START Rows

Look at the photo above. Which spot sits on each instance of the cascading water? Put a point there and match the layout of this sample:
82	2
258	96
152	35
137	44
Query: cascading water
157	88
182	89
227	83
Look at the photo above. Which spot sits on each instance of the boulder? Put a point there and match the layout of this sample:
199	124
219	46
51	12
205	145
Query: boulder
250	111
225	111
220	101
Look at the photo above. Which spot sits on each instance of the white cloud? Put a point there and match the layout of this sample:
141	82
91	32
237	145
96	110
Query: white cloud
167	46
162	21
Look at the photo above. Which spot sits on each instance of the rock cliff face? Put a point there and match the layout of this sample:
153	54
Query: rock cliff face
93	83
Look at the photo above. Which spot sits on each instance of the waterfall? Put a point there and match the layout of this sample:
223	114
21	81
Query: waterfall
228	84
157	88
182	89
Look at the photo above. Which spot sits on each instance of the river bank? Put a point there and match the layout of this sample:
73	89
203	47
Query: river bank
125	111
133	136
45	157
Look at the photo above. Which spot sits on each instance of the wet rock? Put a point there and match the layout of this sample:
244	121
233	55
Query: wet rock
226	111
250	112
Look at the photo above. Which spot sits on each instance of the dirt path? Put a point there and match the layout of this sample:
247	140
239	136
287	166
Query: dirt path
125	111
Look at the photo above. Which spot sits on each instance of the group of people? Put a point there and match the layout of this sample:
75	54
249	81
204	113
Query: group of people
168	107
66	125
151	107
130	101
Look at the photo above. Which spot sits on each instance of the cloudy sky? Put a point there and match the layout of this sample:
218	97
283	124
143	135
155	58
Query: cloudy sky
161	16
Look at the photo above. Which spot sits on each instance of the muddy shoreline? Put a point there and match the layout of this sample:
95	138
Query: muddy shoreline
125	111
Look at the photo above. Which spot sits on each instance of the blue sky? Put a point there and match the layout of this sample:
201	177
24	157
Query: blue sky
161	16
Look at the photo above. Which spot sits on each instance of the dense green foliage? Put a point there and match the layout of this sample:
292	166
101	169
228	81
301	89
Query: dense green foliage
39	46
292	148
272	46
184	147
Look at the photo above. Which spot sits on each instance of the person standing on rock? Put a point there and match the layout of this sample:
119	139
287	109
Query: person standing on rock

END Rows

__Written request__: Transcribe all lines as written.

__Full response__:
Look at the photo above. Which spot sits on each instance of the cascading water? Put a point there and match the layout of this sample:
82	2
258	96
152	35
137	44
Query: cascading water
157	88
182	89
227	83
Look at the photo above. Which spot sits on each instance of the boulder? Put a point there and match the layout of this sample:
199	124
219	46
51	12
205	145
Query: boulder
250	111
225	111
220	101
Look at the photo above. Which spot sits on each instance of the white cloud? Put a point there and match the layout of this sample:
141	82
91	32
237	145
96	110
Query: white cloud
167	46
162	21
Look at the photo above. Which spot sits on each instance of the rock cliff face? Put a point there and match the layout of this sample:
153	54
Query: rock cliff face
93	83
Look at the photo above. Which spot sits on each instance of the waterfall? Put a point there and match the layout of this sample:
223	114
21	81
Query: waterfall
228	84
157	88
182	89
Look at the photo above. Which spot sits on each instance of the river bank? Put a point there and match the layout of this sample:
73	89
203	47
Query: river bank
125	111
133	136
45	157
Look at the photo above. Which spot sits on each instance of the wet rock? Put a point there and match the layout of this sample:
244	121
233	55
Query: wet rock
226	111
250	112
Look at the photo above. Which spot sits on each instance of the dirt path? Put a point there and match the layout of this sample:
247	140
239	136
287	166
Query: dirt path
125	111
Look at the photo above. Which spot sits on each instance of the group of people? Put a point there and match the layout of this sample:
75	54
249	81
204	113
Query: group of people
168	107
66	125
151	107
130	101
Look at the photo above. Which spot sits on each instance of the cloudy sky? Put a point there and match the layout of this sample:
218	97
283	124
143	135
155	58
Query: cloudy sky
161	16
Look at the photo above. Which spot sits on each instance of the muddy shoreline? Put a point there and match the layout of this sample:
95	138
Query: muddy shoreline
125	111
Look at the photo above. Which spot sits on each instance of the blue sky? Put a point there and match the layout of this sample:
201	177
24	157
Query: blue sky
161	16
Look at the photo above. Which spot sits on each instance of the dense green foliage? Put a point there and match the layout of this sample:
292	166
101	169
228	81
301	89
Query: dense green foliage
39	46
292	148
272	46
184	147
Look at the photo above. Which spot sits on each instance of the person standing on rock? Put a point there and match the layout of this sample:
119	139
287	109
Query: person standing on rock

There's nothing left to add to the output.